____ RECORDS FOR THE EXERCISE

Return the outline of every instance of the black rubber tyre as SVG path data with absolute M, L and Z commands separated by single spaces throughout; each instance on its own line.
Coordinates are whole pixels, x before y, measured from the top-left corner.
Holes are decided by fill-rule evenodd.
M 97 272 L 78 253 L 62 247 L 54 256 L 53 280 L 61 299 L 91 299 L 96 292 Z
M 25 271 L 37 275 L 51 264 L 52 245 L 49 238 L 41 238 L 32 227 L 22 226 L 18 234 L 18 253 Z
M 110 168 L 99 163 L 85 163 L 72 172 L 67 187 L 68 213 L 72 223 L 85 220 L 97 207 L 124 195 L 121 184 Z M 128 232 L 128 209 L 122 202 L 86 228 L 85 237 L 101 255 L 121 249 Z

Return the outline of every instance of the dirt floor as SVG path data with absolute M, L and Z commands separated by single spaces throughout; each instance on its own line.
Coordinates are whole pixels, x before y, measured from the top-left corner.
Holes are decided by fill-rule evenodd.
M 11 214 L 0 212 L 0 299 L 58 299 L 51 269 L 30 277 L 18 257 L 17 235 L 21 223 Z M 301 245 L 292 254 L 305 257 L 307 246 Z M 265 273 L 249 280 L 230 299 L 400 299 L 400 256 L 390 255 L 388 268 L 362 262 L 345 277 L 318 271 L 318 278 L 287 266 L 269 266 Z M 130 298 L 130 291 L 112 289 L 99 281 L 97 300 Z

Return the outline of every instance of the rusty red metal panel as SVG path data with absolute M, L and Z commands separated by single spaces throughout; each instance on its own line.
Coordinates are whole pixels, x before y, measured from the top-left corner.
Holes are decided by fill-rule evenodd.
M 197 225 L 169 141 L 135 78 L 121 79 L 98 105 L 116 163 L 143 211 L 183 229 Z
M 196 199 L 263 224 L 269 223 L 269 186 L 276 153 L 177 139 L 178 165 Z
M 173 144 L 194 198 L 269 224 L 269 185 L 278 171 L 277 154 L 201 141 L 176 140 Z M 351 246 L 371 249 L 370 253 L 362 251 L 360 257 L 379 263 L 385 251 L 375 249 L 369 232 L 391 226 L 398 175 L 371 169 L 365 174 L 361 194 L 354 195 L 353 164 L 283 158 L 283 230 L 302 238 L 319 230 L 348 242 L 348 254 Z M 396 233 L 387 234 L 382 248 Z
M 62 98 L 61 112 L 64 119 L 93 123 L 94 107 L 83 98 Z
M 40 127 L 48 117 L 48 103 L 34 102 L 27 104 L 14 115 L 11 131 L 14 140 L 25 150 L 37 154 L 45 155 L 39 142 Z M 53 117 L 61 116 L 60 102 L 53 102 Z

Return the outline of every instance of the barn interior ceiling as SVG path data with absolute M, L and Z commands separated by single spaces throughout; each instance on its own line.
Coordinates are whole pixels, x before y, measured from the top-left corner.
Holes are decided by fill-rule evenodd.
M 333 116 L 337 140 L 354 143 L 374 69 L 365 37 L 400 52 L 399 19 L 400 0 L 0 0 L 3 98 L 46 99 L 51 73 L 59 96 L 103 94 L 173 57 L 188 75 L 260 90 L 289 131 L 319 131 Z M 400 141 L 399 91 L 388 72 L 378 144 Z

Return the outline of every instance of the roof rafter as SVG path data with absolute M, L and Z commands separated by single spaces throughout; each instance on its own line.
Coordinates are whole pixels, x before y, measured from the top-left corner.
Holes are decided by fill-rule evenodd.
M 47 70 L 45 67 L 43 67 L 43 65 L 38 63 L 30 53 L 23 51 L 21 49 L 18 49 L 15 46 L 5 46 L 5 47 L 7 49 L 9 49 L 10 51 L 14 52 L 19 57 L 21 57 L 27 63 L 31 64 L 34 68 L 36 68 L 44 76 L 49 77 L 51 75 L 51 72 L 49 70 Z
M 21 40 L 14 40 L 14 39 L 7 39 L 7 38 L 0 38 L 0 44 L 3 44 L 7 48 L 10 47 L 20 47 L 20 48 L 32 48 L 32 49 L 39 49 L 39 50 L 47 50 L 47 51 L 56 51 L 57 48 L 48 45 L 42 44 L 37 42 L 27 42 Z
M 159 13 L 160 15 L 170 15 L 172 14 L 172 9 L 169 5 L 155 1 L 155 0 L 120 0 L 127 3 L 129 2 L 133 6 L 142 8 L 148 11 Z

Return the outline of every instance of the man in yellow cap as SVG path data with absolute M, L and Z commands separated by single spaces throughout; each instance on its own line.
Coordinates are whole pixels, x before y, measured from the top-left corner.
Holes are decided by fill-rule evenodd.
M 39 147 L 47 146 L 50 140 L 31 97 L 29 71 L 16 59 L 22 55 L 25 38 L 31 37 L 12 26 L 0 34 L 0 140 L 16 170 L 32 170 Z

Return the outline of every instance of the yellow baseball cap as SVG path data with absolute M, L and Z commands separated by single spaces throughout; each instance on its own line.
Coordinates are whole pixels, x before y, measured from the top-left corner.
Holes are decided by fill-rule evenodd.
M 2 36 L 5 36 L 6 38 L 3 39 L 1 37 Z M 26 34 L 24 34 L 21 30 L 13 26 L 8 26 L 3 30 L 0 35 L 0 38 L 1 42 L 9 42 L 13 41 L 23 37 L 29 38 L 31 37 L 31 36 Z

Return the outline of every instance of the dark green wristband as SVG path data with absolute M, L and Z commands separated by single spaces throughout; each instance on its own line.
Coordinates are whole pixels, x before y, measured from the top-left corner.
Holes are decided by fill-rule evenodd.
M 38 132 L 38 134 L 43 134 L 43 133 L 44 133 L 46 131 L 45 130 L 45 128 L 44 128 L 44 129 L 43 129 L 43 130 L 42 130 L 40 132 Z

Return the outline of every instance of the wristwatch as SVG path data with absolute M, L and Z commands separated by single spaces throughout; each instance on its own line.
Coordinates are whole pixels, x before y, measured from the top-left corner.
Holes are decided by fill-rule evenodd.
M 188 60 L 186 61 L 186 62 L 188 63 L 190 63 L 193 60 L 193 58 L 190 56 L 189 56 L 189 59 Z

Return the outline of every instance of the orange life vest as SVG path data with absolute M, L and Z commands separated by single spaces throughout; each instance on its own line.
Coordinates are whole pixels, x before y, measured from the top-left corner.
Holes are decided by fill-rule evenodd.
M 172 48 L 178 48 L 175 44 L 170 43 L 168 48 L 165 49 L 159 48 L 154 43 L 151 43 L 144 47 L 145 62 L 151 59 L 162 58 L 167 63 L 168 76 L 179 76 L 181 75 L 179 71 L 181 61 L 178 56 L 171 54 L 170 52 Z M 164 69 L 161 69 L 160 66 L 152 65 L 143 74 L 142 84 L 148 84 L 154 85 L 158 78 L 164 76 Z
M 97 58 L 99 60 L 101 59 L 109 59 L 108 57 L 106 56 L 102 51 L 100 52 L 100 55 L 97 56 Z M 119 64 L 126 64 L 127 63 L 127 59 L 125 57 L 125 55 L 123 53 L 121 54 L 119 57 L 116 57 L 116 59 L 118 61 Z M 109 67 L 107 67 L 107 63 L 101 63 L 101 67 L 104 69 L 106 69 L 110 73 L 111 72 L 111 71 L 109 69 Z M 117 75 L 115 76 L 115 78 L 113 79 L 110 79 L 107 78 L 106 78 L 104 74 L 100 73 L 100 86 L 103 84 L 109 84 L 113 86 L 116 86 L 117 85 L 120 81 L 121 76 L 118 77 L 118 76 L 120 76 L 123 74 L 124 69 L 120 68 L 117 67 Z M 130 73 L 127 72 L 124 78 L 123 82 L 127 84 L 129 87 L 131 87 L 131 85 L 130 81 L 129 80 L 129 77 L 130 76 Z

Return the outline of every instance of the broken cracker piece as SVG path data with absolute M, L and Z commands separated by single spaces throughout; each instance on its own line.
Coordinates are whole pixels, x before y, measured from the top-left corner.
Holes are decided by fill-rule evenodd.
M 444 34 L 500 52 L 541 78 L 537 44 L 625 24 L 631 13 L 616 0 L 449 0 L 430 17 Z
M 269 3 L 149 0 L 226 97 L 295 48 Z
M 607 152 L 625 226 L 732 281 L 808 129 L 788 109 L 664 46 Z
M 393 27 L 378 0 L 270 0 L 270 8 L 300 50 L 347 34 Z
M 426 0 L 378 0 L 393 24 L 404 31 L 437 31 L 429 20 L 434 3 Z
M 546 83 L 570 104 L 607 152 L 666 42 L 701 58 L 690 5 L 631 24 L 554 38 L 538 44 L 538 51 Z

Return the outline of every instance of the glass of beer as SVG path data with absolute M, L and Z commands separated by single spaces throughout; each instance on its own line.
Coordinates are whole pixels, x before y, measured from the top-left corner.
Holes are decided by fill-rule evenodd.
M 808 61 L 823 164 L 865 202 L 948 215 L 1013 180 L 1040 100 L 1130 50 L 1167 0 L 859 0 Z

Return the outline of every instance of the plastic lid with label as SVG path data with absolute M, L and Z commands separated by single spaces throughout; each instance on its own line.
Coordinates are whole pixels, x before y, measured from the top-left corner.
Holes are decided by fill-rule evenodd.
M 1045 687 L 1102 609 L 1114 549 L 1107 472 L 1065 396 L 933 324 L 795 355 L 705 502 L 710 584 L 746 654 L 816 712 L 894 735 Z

________

**STATED TASK:**
Revise the part of the data that opens with the line containing "Return the outline of every instance of the barn" and closes with the line containing "M 2 36 L 5 36", replacing "roof rafter" with "ceiling beam" and leaving everything else unchanged. Return only that part.

**ANSWER BELOW:**
Return the outline of every instance of the barn interior ceiling as SVG path data with absolute M, L and Z commands separated by single spaces throughout; each instance on its own line.
Coordinates are whole pixels, x before y, measured from the top-left corner.
Holes are decided by fill-rule evenodd.
M 333 116 L 337 140 L 354 143 L 374 69 L 365 37 L 400 52 L 399 19 L 400 0 L 0 0 L 3 98 L 46 99 L 51 73 L 59 96 L 103 94 L 173 57 L 188 75 L 260 90 L 289 131 L 319 131 Z M 400 141 L 399 91 L 388 72 L 378 144 Z

Return the outline of every instance of the ceiling beam as SVG path data with absolute M, L and Z commands separated by single spaces throughout; each instance on its own line.
Coordinates are whole pixels, x before y, measured from the top-left corner.
Holes are decided by fill-rule evenodd.
M 47 70 L 45 67 L 43 67 L 43 65 L 38 63 L 30 53 L 23 51 L 21 49 L 18 49 L 15 46 L 5 46 L 5 47 L 7 49 L 9 49 L 10 51 L 14 52 L 19 57 L 21 57 L 27 63 L 31 64 L 34 68 L 36 68 L 44 76 L 49 77 L 51 75 L 51 72 L 49 70 Z
M 21 40 L 14 40 L 14 39 L 7 39 L 7 38 L 0 38 L 0 44 L 3 44 L 7 48 L 10 47 L 20 47 L 20 48 L 32 48 L 32 49 L 39 49 L 39 50 L 47 50 L 47 51 L 56 51 L 57 48 L 48 45 L 42 44 L 37 42 L 27 42 Z
M 159 13 L 160 15 L 170 15 L 172 14 L 172 9 L 169 5 L 155 1 L 155 0 L 120 0 L 127 3 L 129 2 L 133 6 L 142 8 L 148 11 Z

Return the outline of every instance of the man in yellow cap as SVG path data with absolute M, L and Z commands separated by single spaces throughout; each instance on its own line.
Coordinates are whole pixels, x before y, measured from the top-left corner.
Holes are decided by fill-rule evenodd.
M 39 147 L 47 146 L 50 140 L 31 97 L 29 71 L 16 59 L 22 55 L 25 38 L 31 37 L 12 26 L 0 34 L 0 140 L 16 170 L 32 170 Z

Return the outline of every instance of the yellow baseball cap as SVG path data with absolute M, L and Z commands separated by single spaces throughout; each instance on its own line.
Coordinates are whole pixels, x before y, measured from the top-left corner.
Holes are decided by fill-rule evenodd.
M 2 36 L 5 36 L 6 38 L 3 39 L 1 37 Z M 26 34 L 24 34 L 21 30 L 13 26 L 8 26 L 3 30 L 0 35 L 0 38 L 1 42 L 9 42 L 13 41 L 23 37 L 29 38 L 31 37 L 31 36 Z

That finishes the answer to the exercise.